------ SUPPLIED DATA ------

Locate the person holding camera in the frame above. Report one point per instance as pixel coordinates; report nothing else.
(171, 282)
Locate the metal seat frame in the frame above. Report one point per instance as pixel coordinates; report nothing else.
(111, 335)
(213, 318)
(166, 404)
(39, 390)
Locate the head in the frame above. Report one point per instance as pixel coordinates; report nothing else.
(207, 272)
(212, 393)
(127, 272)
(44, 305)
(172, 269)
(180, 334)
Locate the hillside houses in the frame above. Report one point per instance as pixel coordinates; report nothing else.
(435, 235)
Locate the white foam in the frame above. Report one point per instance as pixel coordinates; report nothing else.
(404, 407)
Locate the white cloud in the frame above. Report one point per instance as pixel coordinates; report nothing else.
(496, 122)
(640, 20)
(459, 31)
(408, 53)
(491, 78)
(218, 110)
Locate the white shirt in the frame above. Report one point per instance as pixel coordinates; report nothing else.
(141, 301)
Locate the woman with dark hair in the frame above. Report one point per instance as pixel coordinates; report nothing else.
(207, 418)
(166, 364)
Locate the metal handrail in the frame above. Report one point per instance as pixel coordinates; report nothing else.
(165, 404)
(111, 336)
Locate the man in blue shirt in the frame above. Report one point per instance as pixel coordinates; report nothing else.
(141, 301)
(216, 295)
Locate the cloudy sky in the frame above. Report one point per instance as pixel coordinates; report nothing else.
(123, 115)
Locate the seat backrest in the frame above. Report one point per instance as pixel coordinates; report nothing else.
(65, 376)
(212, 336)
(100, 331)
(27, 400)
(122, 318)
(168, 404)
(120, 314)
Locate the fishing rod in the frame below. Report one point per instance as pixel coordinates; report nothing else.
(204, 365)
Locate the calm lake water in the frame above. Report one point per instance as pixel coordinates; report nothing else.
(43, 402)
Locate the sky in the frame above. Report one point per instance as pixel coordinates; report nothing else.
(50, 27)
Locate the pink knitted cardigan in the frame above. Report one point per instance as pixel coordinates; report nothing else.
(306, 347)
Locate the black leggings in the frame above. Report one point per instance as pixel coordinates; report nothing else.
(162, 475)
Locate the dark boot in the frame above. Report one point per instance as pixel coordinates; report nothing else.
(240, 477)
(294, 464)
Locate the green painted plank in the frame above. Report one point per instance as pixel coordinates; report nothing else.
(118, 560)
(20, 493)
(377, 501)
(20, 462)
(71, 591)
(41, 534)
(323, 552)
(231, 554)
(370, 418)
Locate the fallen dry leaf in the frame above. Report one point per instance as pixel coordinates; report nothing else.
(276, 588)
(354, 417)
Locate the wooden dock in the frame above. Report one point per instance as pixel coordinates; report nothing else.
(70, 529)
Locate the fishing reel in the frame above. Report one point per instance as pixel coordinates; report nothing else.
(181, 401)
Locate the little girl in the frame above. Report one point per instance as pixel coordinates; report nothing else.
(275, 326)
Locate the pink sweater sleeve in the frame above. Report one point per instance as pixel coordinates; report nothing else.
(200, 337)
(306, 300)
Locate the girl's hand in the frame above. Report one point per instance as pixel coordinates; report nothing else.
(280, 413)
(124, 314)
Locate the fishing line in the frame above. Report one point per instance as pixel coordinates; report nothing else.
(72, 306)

------

*INSTRUCTIONS TO FOLLOW*.
Copy everything from the line containing "Locate the little" down to the end of the material above, substituting "young girl" for "little girl" and leaving the rest unchanged.

*TASK OUTPUT*.
Locate the young girl in the frame above. Report one point per instance as pixel coordinates; report nothing else.
(275, 326)
Locate the pink sweater sleeve in the frame above. Report one point per instance as pixel coordinates; report nothing else.
(200, 337)
(306, 300)
Locate the girl's hand in the frame above. Report one point per instance as pixel coordinates; report nothing else.
(280, 413)
(124, 314)
Locate the fishing line in the frame above. Report one point per instance as pixel coordinates; report nothing else.
(72, 306)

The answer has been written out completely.